((
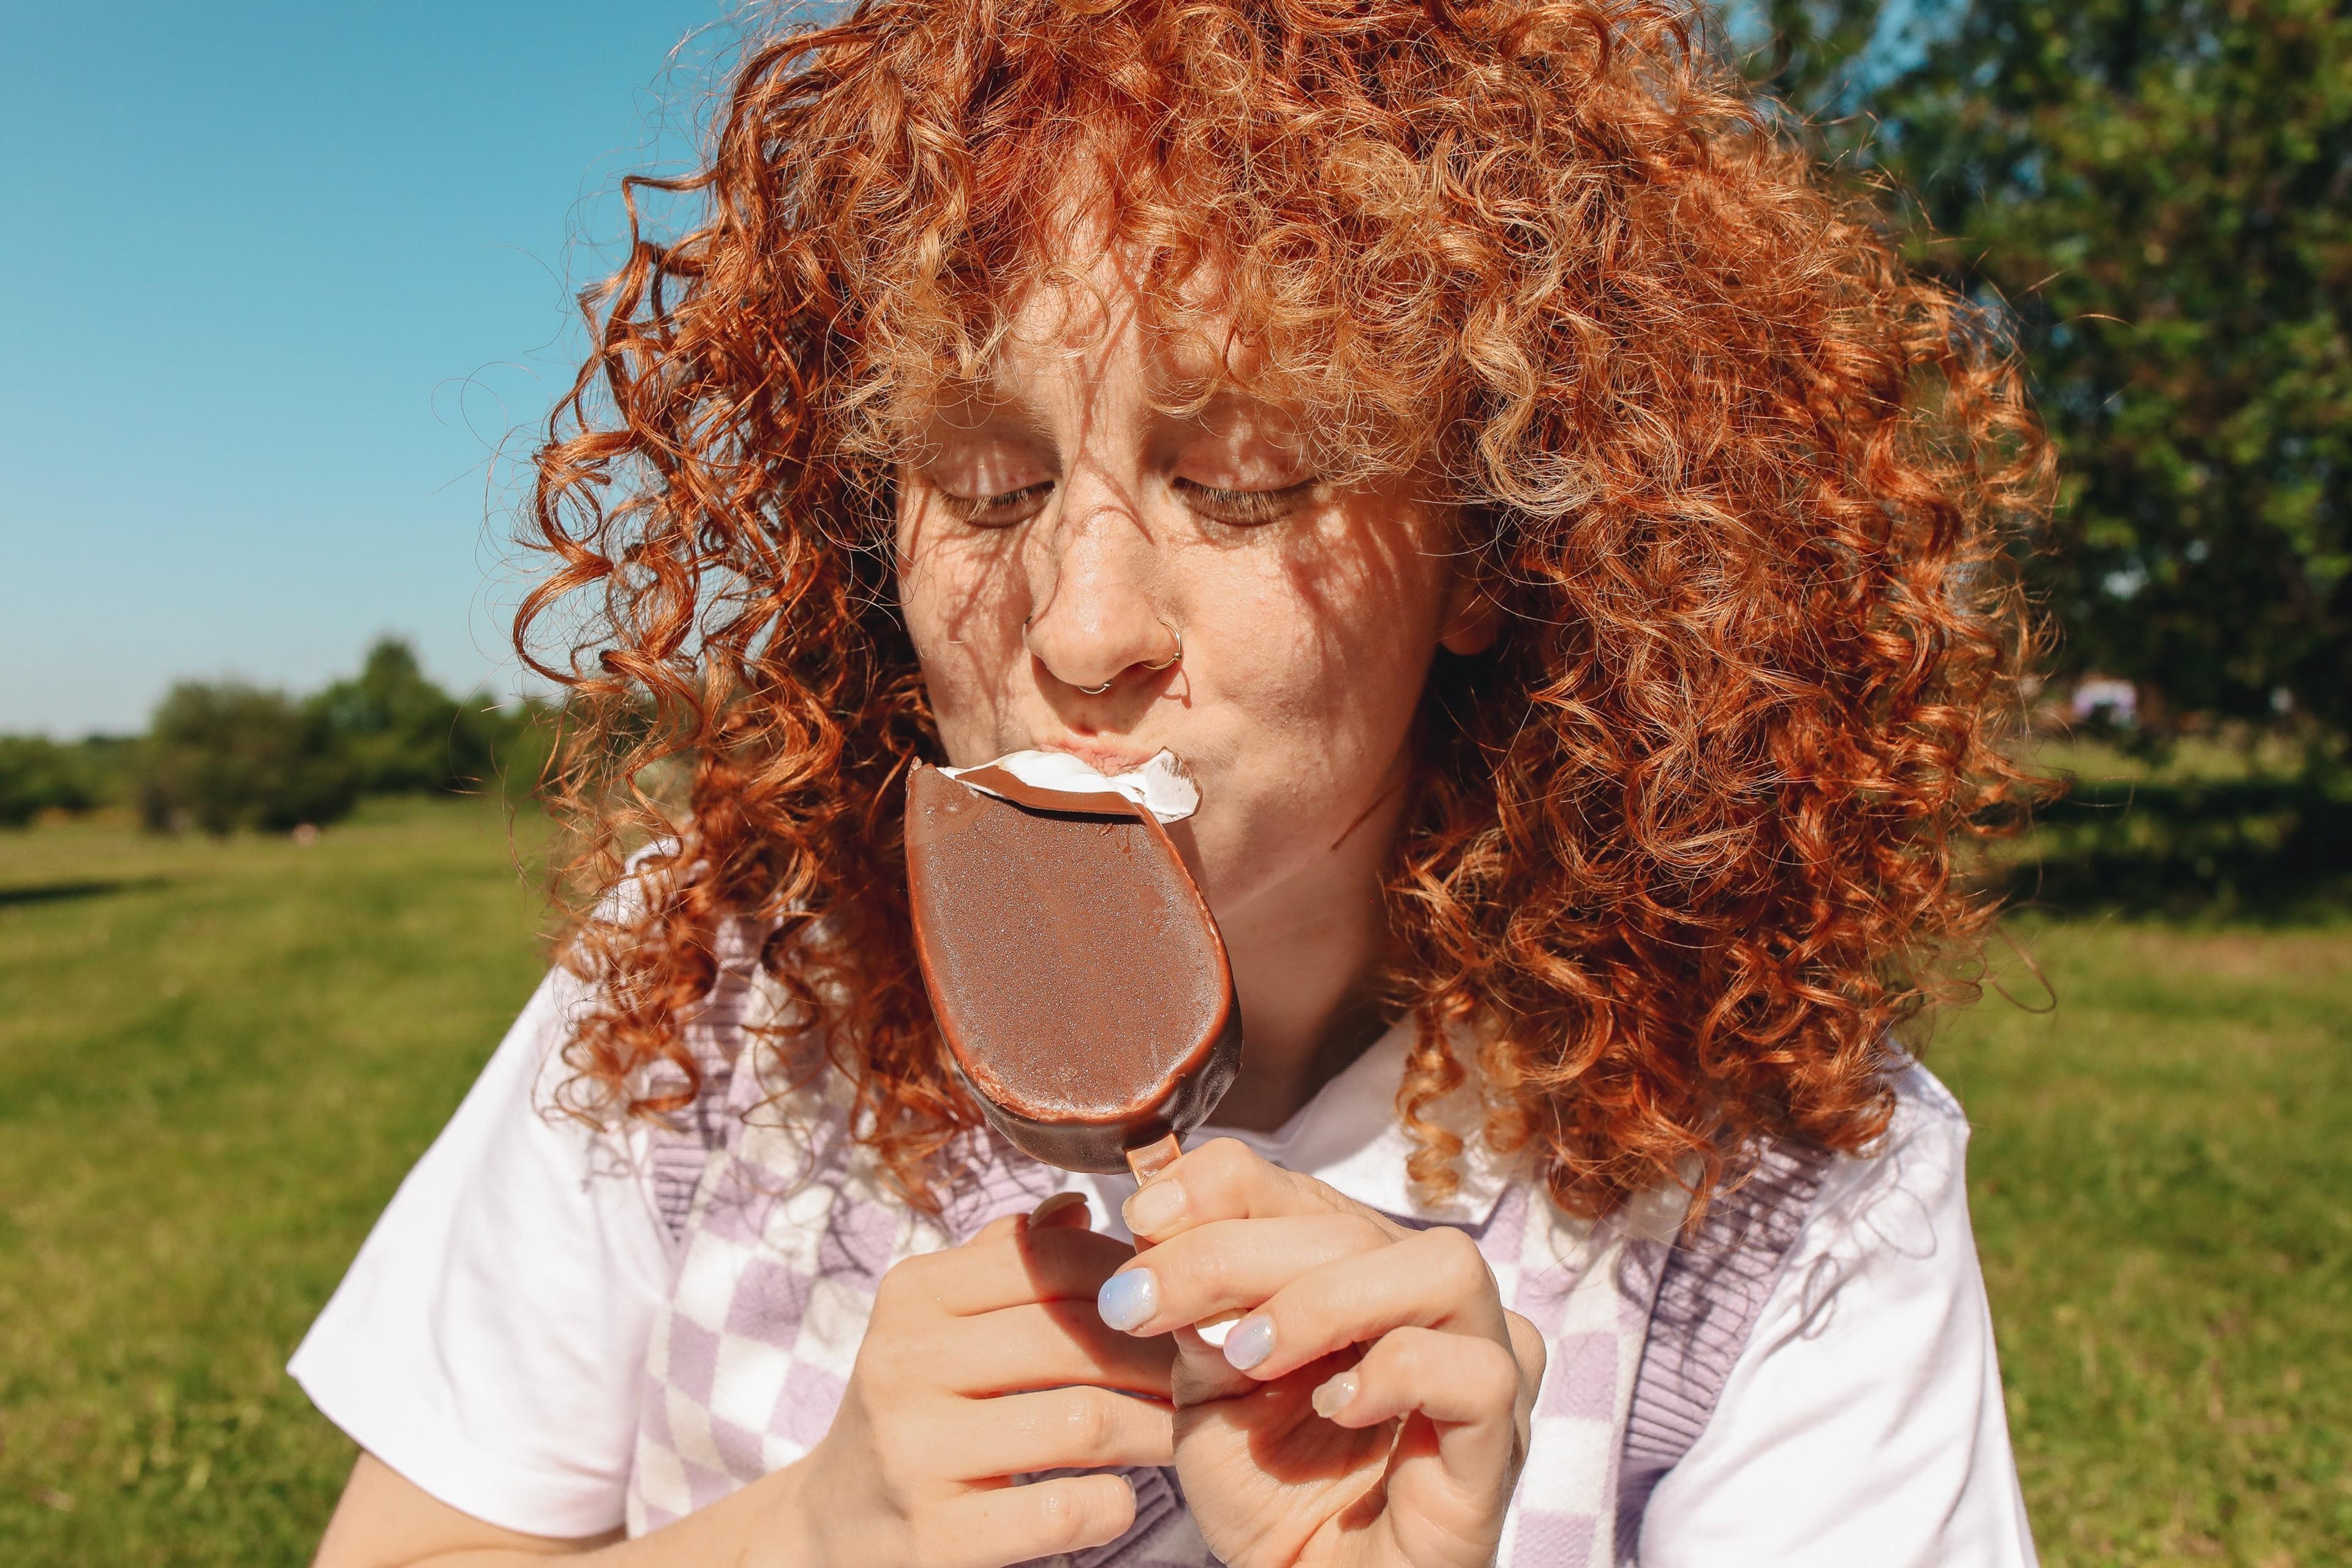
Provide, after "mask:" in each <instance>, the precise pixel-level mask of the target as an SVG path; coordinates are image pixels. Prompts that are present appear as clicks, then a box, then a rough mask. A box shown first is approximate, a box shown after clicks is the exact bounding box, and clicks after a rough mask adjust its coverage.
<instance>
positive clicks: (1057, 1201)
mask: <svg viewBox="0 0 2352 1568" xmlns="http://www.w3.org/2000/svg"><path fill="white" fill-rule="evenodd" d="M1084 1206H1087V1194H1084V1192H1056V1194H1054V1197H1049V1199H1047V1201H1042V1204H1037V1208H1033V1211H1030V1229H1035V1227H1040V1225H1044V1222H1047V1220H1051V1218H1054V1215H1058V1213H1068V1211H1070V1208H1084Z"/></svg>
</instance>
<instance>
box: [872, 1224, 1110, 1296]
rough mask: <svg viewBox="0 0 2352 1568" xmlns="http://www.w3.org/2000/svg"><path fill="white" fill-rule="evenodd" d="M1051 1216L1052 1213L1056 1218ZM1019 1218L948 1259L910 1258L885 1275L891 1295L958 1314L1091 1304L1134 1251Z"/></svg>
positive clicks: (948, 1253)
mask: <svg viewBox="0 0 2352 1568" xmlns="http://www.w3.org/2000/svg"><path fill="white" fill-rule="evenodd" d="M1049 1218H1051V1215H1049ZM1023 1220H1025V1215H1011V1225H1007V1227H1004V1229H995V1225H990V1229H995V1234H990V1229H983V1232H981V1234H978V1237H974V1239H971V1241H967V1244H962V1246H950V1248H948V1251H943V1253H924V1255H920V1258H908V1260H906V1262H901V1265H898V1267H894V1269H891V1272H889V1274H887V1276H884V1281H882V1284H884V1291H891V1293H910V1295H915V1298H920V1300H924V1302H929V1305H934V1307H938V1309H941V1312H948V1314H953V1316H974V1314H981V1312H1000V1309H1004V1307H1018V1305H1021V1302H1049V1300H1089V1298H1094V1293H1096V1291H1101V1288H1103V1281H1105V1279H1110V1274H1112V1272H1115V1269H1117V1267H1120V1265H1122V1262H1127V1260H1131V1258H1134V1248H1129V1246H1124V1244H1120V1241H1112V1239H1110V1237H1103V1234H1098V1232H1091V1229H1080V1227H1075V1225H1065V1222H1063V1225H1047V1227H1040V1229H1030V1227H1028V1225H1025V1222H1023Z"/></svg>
))
((
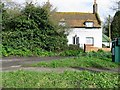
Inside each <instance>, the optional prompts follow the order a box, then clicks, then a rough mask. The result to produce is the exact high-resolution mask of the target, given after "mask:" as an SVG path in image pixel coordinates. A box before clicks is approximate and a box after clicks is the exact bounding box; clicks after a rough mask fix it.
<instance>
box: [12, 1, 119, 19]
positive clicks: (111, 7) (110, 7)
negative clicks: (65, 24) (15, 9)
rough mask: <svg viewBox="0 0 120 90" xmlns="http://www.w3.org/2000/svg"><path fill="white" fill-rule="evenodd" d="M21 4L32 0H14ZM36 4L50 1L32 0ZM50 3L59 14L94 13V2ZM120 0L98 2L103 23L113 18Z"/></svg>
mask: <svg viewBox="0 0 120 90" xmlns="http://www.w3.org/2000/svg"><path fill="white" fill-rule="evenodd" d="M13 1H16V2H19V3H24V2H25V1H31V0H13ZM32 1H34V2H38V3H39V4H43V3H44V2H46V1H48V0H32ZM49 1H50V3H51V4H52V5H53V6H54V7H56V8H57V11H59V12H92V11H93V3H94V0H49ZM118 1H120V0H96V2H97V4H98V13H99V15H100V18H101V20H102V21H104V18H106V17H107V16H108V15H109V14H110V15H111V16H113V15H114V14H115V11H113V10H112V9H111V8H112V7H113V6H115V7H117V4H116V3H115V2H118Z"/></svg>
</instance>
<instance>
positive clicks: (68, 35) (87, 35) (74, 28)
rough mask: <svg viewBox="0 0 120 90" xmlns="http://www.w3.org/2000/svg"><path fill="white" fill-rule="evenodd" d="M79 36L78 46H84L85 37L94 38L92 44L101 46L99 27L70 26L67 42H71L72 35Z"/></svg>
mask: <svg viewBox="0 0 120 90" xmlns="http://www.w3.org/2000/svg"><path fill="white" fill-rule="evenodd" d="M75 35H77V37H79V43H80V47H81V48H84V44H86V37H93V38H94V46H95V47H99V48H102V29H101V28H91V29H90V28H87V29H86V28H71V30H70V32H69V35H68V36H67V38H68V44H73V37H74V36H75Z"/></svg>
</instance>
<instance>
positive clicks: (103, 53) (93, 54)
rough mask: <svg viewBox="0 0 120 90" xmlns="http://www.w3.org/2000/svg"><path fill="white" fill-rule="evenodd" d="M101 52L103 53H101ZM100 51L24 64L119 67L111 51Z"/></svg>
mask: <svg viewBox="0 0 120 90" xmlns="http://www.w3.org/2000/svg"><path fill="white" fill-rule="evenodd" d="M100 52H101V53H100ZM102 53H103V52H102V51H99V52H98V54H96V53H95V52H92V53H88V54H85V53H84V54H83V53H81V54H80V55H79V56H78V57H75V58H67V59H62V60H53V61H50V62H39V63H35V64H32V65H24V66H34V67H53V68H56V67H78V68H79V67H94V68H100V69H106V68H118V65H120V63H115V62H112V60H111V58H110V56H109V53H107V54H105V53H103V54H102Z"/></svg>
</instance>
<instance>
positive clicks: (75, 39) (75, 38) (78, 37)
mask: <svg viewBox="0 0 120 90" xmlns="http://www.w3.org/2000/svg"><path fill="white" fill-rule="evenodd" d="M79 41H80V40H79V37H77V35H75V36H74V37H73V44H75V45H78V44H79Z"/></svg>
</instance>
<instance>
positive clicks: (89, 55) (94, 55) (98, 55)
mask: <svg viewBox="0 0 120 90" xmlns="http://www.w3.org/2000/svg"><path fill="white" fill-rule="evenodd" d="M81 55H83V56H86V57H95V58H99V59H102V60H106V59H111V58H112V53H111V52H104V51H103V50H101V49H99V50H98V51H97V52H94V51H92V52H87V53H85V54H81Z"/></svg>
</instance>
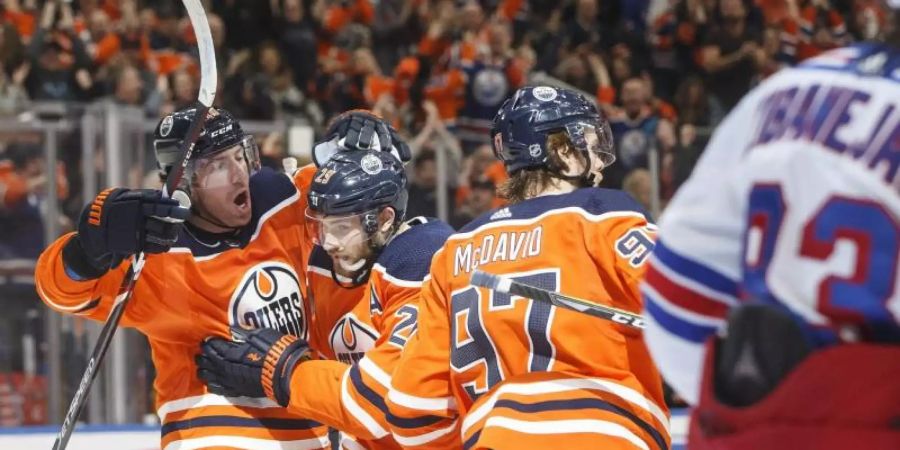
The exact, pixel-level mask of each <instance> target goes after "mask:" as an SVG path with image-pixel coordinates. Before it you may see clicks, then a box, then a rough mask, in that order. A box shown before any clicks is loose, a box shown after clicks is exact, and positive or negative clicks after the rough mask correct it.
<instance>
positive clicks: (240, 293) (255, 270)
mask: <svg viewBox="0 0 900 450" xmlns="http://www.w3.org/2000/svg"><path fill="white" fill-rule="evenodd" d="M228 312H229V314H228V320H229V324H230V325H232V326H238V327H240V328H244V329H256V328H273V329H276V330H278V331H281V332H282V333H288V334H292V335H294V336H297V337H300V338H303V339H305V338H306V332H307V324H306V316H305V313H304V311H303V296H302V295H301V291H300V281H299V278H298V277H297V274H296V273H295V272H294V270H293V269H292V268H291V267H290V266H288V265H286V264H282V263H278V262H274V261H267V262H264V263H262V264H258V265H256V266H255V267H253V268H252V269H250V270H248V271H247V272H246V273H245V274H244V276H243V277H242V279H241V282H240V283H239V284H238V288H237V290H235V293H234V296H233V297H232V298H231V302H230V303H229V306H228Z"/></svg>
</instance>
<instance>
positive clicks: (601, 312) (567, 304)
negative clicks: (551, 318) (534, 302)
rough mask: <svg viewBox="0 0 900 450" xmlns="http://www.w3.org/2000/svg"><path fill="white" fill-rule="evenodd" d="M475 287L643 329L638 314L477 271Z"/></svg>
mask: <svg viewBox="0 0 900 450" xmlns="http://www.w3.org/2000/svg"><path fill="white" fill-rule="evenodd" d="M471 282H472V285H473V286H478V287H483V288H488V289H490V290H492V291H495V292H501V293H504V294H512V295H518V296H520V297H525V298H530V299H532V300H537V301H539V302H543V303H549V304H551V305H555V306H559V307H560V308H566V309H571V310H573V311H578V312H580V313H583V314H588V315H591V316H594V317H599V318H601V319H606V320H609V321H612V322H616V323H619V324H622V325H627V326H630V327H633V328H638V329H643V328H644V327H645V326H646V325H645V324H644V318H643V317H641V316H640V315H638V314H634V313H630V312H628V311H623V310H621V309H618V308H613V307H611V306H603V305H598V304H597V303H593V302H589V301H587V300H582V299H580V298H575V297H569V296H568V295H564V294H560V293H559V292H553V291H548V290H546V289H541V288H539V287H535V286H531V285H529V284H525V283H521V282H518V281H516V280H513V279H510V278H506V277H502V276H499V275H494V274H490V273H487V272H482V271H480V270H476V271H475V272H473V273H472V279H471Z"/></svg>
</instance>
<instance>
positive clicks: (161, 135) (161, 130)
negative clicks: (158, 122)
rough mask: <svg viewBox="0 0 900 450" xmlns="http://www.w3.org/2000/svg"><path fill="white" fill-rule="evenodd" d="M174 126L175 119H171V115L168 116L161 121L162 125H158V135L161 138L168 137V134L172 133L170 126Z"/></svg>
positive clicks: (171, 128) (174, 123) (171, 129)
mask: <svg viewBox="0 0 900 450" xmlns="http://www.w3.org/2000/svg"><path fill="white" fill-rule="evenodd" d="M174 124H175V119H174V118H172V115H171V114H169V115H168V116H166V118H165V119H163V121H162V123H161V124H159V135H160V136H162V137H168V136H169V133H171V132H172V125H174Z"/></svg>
))
((
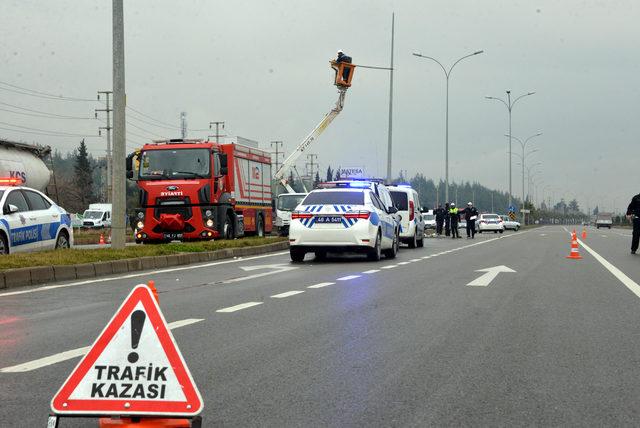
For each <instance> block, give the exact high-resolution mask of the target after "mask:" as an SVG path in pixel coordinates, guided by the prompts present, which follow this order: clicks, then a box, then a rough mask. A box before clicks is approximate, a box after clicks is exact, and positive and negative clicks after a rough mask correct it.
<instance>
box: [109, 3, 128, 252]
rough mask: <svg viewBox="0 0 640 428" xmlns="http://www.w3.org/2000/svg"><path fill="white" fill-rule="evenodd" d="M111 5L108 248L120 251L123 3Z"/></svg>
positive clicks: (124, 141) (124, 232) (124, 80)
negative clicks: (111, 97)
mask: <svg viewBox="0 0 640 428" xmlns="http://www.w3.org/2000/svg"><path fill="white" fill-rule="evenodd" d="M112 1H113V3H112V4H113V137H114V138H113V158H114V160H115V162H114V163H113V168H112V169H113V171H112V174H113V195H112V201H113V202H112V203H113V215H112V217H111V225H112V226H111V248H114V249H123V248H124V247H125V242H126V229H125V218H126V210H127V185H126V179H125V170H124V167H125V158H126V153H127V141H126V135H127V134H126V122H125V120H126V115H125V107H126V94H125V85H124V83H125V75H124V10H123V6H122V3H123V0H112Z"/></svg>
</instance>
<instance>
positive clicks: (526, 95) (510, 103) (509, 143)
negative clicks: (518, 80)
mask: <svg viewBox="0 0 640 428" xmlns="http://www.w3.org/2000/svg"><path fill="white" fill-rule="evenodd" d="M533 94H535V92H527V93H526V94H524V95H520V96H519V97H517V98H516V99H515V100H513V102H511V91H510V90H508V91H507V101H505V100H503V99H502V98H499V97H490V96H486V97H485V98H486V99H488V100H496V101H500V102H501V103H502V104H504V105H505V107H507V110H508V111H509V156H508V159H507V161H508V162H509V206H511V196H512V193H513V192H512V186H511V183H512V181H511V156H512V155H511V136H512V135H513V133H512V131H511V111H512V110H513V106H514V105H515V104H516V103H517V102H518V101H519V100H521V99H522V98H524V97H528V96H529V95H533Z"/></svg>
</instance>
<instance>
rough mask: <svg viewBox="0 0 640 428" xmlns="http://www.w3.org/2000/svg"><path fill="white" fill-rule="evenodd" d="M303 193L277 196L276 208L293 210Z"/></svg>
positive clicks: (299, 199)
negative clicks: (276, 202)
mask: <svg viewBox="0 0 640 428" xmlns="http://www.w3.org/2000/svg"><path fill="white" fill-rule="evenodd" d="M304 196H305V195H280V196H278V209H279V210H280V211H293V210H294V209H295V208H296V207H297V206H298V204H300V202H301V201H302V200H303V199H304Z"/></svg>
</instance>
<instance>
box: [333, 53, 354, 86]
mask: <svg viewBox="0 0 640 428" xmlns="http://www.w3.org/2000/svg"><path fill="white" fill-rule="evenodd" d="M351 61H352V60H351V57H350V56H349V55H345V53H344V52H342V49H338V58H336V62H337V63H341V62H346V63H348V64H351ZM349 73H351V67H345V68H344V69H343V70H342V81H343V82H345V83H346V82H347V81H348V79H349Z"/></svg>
))
Task prompt => The response should be the listing above, limited to the lines between the one holding "4L32 0H14ZM36 4L50" and the one holding "positive clicks: (68, 35) (87, 35) (74, 28)", inclusive, reproduced exactly.

Reply =>
rough mask: <svg viewBox="0 0 120 90" xmlns="http://www.w3.org/2000/svg"><path fill="white" fill-rule="evenodd" d="M21 4L32 0H14ZM36 4L50 1L32 0ZM50 3L59 14L94 13V2ZM120 0L98 2L103 23L113 18Z"/></svg>
mask: <svg viewBox="0 0 120 90" xmlns="http://www.w3.org/2000/svg"><path fill="white" fill-rule="evenodd" d="M13 1H16V2H19V3H24V2H25V1H31V0H13ZM32 1H34V2H38V3H39V4H43V3H44V2H46V1H48V0H32ZM49 1H50V3H51V4H52V5H53V6H54V7H56V8H57V11H59V12H92V11H93V3H94V0H49ZM118 1H120V0H96V2H97V4H98V13H99V15H100V18H101V20H102V21H104V18H106V17H107V16H108V15H109V14H110V15H111V16H113V15H114V14H115V11H113V10H112V9H111V8H112V7H113V6H115V7H117V4H116V3H115V2H118Z"/></svg>
</instance>
<instance>
positive clicks: (68, 35) (87, 35) (74, 28)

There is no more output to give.